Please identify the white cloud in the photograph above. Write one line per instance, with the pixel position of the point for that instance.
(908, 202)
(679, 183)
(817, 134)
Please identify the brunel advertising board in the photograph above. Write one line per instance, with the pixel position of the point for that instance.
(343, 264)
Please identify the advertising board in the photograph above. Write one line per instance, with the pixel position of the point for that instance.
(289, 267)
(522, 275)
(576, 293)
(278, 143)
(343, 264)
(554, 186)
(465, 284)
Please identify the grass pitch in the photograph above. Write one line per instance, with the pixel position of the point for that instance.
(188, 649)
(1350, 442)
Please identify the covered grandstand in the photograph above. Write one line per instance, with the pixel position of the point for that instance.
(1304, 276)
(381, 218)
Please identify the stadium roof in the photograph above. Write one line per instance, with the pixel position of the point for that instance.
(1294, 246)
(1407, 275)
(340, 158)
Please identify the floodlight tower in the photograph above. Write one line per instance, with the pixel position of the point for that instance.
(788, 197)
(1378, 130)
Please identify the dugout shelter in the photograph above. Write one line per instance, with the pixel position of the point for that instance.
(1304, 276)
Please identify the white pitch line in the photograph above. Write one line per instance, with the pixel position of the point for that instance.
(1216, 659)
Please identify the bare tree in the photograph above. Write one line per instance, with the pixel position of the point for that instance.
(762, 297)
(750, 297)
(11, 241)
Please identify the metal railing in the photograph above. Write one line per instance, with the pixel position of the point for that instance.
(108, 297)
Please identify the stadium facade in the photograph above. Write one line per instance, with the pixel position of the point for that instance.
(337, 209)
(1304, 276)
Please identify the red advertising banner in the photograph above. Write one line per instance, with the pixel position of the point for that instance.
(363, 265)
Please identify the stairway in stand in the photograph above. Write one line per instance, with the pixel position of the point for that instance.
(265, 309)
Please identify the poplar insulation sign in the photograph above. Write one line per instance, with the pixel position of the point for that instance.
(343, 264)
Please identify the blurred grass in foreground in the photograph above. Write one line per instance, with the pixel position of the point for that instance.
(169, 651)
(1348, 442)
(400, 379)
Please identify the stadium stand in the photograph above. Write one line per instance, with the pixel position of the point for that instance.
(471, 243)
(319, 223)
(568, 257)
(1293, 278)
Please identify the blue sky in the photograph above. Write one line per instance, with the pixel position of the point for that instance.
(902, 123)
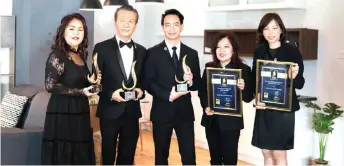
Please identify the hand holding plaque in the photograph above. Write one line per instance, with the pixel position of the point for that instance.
(224, 98)
(95, 78)
(274, 84)
(130, 93)
(183, 85)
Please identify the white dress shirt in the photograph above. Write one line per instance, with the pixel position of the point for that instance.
(169, 46)
(127, 55)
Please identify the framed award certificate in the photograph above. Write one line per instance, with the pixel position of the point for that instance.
(224, 97)
(274, 85)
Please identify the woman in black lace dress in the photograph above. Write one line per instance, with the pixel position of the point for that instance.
(67, 137)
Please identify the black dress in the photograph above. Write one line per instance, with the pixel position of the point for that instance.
(274, 130)
(67, 136)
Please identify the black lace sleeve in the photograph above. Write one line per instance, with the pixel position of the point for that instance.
(53, 71)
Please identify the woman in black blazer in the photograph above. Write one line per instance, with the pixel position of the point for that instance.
(223, 131)
(274, 130)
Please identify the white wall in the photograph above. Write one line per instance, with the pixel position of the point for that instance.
(324, 76)
(5, 10)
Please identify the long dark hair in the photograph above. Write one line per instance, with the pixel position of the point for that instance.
(60, 42)
(266, 19)
(235, 59)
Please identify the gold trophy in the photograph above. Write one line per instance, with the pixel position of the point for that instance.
(97, 87)
(182, 86)
(129, 92)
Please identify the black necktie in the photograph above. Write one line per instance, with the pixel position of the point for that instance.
(121, 44)
(175, 57)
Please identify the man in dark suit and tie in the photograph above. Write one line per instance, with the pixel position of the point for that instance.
(171, 109)
(119, 118)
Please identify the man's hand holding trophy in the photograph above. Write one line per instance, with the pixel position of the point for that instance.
(182, 86)
(128, 93)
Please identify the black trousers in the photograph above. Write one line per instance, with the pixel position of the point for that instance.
(162, 133)
(128, 130)
(223, 145)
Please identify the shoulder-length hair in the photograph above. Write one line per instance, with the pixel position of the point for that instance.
(266, 19)
(235, 59)
(59, 40)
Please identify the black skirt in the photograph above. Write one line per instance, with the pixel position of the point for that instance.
(67, 137)
(274, 130)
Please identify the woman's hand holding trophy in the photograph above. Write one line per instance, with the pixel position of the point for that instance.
(96, 77)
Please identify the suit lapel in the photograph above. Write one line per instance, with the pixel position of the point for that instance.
(182, 54)
(119, 58)
(164, 47)
(135, 57)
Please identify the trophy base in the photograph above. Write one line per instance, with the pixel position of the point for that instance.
(182, 87)
(128, 95)
(96, 88)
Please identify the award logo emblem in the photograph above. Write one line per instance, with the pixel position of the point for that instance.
(129, 92)
(97, 87)
(217, 101)
(182, 86)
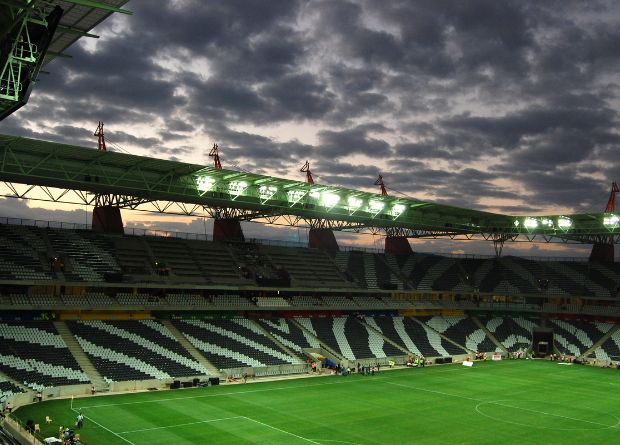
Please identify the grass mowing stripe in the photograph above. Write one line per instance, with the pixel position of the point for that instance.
(106, 428)
(282, 431)
(181, 424)
(232, 393)
(434, 391)
(480, 402)
(546, 414)
(281, 388)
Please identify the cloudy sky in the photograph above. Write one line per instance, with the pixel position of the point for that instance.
(505, 106)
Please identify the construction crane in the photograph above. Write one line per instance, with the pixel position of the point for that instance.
(100, 137)
(214, 153)
(306, 169)
(611, 203)
(380, 182)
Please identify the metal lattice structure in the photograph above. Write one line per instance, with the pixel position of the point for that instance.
(34, 32)
(67, 173)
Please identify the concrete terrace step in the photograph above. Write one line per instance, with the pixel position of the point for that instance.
(190, 348)
(80, 356)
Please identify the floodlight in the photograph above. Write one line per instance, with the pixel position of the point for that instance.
(564, 223)
(611, 220)
(375, 206)
(267, 191)
(547, 222)
(204, 183)
(237, 187)
(354, 202)
(294, 196)
(397, 210)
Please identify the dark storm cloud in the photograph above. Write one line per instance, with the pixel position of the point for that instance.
(336, 144)
(447, 96)
(257, 152)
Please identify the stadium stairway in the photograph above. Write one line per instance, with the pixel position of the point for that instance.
(448, 339)
(489, 334)
(602, 340)
(371, 324)
(80, 357)
(4, 377)
(330, 353)
(183, 341)
(276, 341)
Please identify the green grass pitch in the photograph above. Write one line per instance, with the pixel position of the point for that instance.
(510, 402)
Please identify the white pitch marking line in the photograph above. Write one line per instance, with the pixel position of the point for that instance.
(180, 424)
(106, 428)
(480, 402)
(282, 431)
(232, 393)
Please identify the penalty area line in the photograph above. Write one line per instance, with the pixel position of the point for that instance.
(181, 424)
(105, 428)
(281, 430)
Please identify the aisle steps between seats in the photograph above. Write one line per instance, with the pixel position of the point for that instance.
(80, 357)
(183, 341)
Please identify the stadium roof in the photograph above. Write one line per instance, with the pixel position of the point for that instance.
(34, 32)
(79, 17)
(144, 179)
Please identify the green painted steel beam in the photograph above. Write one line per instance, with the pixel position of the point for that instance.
(41, 163)
(99, 5)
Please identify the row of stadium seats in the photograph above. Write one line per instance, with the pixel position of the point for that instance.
(34, 352)
(89, 256)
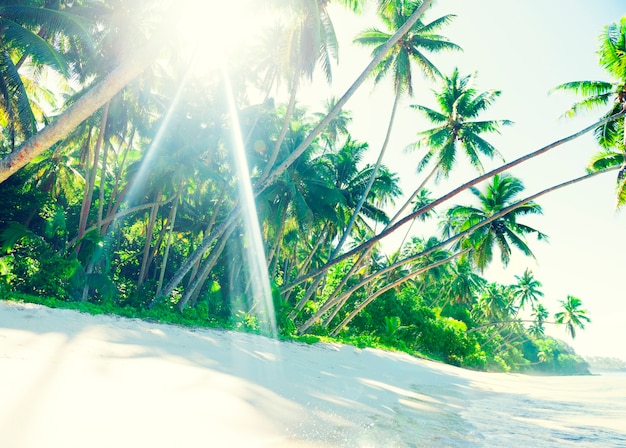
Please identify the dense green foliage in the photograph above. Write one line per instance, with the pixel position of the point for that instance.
(140, 211)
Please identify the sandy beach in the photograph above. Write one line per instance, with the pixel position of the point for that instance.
(74, 380)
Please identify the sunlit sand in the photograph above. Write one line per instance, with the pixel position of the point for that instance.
(73, 380)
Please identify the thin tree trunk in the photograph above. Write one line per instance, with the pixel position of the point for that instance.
(148, 244)
(388, 287)
(170, 238)
(283, 131)
(78, 112)
(472, 229)
(91, 178)
(193, 290)
(388, 231)
(279, 170)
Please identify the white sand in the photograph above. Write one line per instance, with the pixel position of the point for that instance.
(73, 380)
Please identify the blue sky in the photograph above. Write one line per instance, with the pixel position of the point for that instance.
(523, 49)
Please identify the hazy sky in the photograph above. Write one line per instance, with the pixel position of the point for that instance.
(523, 49)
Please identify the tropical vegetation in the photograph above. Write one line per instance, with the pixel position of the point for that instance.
(124, 185)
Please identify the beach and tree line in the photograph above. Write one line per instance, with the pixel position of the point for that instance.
(120, 194)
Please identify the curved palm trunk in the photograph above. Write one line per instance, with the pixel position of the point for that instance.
(388, 287)
(276, 173)
(78, 112)
(371, 180)
(283, 132)
(448, 196)
(170, 238)
(194, 288)
(472, 229)
(91, 179)
(339, 303)
(148, 244)
(357, 209)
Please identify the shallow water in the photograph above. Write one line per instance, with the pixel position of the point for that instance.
(73, 380)
(520, 411)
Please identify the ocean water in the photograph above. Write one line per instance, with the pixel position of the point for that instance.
(517, 411)
(495, 410)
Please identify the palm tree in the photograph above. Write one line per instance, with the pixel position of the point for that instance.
(502, 232)
(30, 32)
(457, 125)
(610, 135)
(572, 316)
(526, 289)
(540, 315)
(409, 48)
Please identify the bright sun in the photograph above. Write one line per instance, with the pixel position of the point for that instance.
(212, 33)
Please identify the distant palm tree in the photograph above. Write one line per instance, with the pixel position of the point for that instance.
(540, 315)
(572, 316)
(526, 289)
(502, 232)
(397, 61)
(28, 32)
(611, 135)
(457, 125)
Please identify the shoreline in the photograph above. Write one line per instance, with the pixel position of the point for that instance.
(72, 379)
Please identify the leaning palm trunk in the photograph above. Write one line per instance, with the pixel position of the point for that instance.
(472, 229)
(170, 238)
(279, 170)
(209, 263)
(361, 306)
(91, 178)
(389, 230)
(148, 244)
(363, 256)
(78, 112)
(357, 209)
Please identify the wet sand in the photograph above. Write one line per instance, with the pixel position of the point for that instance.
(73, 380)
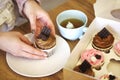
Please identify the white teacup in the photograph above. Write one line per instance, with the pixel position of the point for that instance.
(72, 33)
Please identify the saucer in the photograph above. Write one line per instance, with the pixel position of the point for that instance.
(41, 68)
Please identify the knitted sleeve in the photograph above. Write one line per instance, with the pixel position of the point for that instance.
(21, 3)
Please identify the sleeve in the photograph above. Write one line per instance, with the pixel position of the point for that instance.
(21, 3)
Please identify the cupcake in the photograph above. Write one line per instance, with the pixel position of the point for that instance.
(46, 41)
(116, 48)
(94, 57)
(85, 68)
(108, 77)
(103, 40)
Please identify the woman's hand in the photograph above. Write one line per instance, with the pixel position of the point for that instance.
(18, 45)
(38, 17)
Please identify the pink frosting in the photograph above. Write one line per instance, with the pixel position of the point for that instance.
(117, 48)
(89, 54)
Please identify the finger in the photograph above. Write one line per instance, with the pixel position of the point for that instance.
(32, 20)
(47, 22)
(24, 39)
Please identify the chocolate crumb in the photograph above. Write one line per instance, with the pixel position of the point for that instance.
(98, 56)
(84, 66)
(112, 77)
(45, 33)
(103, 33)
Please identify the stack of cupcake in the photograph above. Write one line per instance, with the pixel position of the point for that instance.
(103, 40)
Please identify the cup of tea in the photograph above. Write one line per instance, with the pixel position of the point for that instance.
(72, 24)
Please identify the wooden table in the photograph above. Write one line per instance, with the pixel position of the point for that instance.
(84, 5)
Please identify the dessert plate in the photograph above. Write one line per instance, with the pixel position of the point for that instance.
(41, 68)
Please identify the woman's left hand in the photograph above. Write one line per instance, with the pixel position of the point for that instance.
(37, 17)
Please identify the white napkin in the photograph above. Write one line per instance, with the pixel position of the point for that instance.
(109, 9)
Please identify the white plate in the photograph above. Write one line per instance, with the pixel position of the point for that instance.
(41, 68)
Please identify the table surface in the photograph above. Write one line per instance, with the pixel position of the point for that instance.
(84, 5)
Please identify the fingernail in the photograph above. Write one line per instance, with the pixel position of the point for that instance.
(33, 31)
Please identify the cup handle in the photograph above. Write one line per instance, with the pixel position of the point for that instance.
(84, 30)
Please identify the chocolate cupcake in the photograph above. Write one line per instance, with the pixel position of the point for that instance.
(103, 40)
(85, 68)
(45, 40)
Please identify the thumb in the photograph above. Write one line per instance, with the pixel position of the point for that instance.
(32, 20)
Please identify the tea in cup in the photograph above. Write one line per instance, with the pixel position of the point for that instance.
(72, 24)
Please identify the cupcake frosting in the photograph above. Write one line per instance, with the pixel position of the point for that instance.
(93, 56)
(117, 48)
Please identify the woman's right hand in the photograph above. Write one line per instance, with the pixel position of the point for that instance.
(18, 45)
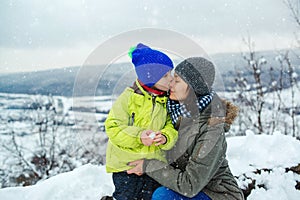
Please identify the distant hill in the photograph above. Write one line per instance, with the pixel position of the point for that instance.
(114, 78)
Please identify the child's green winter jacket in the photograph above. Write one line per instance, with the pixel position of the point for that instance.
(134, 111)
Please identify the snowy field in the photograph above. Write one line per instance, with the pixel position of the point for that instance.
(245, 154)
(265, 159)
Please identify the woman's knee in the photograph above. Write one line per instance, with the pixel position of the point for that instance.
(162, 193)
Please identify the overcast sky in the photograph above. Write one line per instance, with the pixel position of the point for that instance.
(40, 34)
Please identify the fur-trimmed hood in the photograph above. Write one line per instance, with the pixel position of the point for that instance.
(231, 111)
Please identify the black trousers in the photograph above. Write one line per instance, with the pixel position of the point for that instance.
(133, 187)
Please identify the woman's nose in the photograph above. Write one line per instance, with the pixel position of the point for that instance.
(172, 83)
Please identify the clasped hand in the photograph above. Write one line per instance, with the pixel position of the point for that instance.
(147, 139)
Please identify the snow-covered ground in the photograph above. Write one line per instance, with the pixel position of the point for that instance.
(245, 155)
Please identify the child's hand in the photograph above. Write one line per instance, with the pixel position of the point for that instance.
(159, 139)
(145, 137)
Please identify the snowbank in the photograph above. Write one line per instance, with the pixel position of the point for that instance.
(245, 154)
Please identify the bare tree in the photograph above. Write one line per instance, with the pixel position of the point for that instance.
(255, 65)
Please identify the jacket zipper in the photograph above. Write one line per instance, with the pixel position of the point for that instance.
(153, 103)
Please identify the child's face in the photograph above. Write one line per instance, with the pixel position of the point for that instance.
(164, 83)
(179, 89)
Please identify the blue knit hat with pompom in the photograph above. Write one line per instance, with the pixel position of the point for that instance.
(150, 65)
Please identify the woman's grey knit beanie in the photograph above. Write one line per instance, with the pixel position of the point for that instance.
(199, 73)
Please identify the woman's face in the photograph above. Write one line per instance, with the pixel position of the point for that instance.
(164, 83)
(178, 89)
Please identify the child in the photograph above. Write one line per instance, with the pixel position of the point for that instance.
(138, 125)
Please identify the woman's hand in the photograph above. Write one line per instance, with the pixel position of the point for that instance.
(159, 139)
(145, 139)
(137, 169)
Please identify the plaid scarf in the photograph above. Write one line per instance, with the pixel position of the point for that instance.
(177, 109)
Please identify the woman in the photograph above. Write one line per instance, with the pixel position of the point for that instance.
(198, 167)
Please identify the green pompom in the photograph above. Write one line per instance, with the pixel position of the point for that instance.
(130, 51)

--------------------

EXERCISE DESCRIPTION:
Repeat, with no changes, each line from the one with "Please identify the child in" to the end of the listing, including both ends and nothing else.

RESULT OF THE EXERCISE:
Please identify the child in the photograph above. Write one line per instance, with the pixel position of the point for that instance.
(138, 125)
Please identify the woman's hand in the photograph above. Write one line per instance, with the pixel position of the point for that instance.
(159, 139)
(145, 139)
(137, 169)
Please identify the plaid scarf in the photograph above. Write one line per instance, with the pixel position of the point for that instance.
(177, 109)
Please identify the woman in the photograph above. Write one line per instance, with the pixel position of the point for that instance.
(198, 167)
Please identify the green pompom in the photograph above. Write one line per instance, with the pixel position of the point for that instance.
(130, 51)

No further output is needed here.